- [Directions]:
Show every line of the items below that contains the string "hair". Case counts.

- [Input]:

· · · ·

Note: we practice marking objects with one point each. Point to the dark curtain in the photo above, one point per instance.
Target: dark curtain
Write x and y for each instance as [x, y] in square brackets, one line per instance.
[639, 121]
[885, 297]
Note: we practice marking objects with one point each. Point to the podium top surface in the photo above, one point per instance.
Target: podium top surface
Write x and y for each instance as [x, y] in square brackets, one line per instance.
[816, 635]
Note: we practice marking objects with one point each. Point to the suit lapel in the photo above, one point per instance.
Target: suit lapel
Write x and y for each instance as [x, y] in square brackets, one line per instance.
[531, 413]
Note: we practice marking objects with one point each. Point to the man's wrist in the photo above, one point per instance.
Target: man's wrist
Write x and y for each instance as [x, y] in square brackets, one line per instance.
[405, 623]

· · · ·

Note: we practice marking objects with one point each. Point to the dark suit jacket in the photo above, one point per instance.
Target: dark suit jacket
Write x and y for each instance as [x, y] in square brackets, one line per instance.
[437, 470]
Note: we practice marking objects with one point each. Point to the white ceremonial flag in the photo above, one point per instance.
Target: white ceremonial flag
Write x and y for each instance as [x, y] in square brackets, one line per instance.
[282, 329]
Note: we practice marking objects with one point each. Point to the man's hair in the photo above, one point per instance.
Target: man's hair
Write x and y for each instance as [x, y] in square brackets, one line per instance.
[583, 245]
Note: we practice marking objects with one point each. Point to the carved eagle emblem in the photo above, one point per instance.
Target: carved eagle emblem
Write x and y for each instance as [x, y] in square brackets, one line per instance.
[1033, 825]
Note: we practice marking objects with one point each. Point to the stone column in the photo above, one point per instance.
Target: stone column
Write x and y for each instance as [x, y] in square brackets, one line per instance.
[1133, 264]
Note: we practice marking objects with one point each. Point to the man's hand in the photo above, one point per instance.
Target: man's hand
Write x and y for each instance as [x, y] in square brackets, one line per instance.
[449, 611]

· · · ·

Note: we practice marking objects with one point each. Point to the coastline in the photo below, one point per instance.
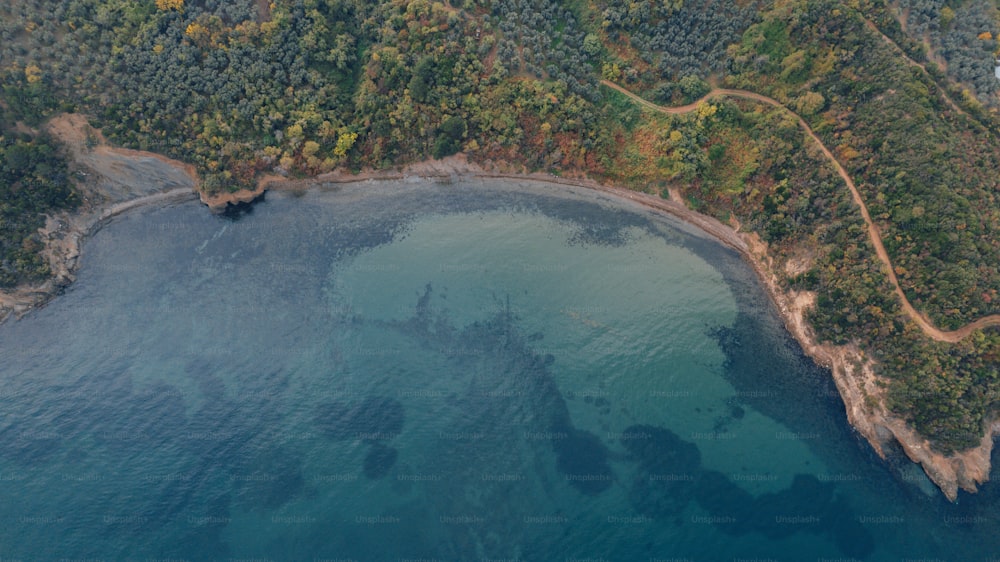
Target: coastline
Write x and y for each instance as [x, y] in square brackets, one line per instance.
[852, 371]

· · · ·

- [Task answer]:
Note: we practice marking objects with one point each. Point to the man's hair in the photo above, one point per instance.
Target: man's hair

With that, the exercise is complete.